───── MATERIAL TO PROCESS

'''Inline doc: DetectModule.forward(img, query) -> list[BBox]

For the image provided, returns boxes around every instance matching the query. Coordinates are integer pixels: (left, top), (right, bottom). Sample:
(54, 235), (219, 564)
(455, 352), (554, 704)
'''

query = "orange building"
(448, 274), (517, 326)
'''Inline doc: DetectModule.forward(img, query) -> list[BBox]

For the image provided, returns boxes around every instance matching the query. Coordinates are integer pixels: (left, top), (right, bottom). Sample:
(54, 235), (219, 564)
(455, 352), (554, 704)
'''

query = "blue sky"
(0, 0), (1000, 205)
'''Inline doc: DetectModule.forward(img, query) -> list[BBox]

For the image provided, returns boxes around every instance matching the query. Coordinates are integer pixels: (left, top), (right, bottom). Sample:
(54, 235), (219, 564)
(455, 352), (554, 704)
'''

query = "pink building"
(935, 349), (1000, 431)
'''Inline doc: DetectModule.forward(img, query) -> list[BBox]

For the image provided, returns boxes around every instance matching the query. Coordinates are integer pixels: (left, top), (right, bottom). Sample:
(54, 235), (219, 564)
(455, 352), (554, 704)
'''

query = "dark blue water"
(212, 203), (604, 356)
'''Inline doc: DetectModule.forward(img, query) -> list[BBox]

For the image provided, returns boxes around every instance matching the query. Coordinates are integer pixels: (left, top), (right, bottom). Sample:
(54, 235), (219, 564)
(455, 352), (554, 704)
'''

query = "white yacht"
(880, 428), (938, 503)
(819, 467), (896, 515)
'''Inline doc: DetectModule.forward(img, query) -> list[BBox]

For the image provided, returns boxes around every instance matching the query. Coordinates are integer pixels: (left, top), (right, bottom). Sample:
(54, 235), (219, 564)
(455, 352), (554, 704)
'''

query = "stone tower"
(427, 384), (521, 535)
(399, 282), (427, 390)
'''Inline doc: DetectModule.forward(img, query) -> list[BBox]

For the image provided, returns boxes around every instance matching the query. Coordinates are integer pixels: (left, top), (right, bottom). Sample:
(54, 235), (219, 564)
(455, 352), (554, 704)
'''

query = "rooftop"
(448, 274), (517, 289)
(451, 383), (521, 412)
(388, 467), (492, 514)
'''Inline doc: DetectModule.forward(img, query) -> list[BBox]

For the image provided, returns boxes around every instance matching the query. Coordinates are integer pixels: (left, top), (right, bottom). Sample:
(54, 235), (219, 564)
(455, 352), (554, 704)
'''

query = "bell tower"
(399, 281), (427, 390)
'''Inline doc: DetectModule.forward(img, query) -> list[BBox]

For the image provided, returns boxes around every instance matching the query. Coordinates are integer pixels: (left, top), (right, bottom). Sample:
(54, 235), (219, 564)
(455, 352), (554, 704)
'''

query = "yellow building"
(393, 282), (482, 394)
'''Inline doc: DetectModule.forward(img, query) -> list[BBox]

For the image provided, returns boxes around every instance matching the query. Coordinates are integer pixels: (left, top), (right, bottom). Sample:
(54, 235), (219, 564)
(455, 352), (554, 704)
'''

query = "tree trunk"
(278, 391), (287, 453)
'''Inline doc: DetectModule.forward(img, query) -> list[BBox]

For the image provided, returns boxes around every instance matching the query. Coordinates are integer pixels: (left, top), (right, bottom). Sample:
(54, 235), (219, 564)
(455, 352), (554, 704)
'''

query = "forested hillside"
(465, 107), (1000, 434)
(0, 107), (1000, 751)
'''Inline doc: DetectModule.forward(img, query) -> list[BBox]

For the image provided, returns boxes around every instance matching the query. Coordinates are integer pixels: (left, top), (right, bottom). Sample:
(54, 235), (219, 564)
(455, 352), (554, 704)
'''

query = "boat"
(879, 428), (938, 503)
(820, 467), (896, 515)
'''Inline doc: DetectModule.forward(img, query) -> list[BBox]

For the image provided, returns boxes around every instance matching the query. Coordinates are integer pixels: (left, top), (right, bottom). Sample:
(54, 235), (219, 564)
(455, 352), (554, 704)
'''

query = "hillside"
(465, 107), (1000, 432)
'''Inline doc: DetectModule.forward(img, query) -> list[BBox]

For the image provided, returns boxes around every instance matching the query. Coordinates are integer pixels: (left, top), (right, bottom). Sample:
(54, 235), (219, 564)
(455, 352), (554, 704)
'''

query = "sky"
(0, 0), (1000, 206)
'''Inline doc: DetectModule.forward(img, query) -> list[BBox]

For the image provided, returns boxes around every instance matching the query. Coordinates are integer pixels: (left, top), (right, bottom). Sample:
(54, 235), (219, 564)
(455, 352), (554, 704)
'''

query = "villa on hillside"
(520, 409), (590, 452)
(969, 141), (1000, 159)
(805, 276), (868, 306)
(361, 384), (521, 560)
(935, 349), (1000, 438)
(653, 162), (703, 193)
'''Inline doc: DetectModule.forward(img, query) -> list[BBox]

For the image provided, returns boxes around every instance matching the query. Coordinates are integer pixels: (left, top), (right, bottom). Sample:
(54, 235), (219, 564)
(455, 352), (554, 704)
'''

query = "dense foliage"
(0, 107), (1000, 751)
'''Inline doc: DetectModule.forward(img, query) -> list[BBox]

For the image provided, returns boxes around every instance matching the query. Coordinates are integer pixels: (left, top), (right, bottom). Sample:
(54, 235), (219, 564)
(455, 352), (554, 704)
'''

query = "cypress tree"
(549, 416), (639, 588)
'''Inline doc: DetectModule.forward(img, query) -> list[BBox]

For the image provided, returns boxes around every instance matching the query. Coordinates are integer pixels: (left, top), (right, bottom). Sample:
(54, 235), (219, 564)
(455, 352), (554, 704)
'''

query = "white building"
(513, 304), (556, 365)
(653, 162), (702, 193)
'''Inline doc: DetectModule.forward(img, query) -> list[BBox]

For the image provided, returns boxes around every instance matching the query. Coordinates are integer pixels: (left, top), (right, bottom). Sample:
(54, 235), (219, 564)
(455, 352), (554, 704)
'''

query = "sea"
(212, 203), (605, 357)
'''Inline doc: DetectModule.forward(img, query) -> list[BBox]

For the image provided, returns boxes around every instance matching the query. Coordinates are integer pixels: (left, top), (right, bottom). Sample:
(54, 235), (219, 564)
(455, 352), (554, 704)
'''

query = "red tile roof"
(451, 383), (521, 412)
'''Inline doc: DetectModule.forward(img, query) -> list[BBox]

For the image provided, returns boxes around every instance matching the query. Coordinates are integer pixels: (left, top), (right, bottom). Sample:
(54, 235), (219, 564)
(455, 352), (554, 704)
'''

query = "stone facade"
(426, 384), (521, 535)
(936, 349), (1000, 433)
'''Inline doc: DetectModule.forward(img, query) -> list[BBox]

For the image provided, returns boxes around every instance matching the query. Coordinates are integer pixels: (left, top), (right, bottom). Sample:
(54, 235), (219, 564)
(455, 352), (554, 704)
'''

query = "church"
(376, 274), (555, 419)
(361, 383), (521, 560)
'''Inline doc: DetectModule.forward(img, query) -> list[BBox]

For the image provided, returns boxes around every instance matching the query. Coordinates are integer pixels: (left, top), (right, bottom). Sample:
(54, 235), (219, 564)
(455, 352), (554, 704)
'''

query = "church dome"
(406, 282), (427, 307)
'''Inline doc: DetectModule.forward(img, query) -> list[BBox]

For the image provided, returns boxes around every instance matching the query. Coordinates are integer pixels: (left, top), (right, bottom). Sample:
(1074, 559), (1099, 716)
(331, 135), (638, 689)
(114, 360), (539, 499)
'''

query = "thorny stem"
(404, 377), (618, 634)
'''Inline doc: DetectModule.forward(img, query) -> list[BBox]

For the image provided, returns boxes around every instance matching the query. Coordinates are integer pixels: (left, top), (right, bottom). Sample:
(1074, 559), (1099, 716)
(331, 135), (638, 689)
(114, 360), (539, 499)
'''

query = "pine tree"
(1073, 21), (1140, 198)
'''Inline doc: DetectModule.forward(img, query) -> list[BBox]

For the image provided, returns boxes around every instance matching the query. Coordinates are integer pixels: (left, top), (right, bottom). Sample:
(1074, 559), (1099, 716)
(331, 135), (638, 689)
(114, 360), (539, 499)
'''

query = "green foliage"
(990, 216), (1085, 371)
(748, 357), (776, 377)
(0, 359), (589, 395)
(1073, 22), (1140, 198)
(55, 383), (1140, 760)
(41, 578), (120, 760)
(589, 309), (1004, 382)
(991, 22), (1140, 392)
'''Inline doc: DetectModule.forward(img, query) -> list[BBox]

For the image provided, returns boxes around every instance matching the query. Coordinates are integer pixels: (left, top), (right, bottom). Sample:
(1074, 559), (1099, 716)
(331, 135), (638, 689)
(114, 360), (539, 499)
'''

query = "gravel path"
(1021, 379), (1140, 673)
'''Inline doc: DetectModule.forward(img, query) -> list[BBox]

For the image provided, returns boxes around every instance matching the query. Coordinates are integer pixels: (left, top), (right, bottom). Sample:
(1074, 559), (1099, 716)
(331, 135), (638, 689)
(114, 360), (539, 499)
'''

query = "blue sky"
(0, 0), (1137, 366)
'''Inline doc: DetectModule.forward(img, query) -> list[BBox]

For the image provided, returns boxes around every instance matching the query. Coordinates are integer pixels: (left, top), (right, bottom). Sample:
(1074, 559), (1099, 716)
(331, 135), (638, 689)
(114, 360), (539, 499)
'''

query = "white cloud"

──────────

WORK REQUIRED -
Output the items above unchanged, from their first line through the line containing "(0, 0), (1000, 205)", including both ends.

FINAL RESULT -
'''Inline doc: DetectModule.forward(img, query) -> list[BBox]

For the image provided, returns boxes around every instance matching the query. Coordinates are integer pixels: (left, top), (right, bottom). Sample:
(54, 235), (219, 564)
(455, 352), (554, 704)
'''

query = "orange building"
(448, 274), (517, 326)
'''Inline doc: DetectModule.forward(img, query) -> list[BBox]

For the image provided, returns boxes around every instance matching the query. Coordinates are integer pixels: (left, top), (right, bottom). Sample:
(54, 235), (219, 564)
(455, 352), (554, 704)
'''

query = "blue sky"
(0, 0), (1000, 205)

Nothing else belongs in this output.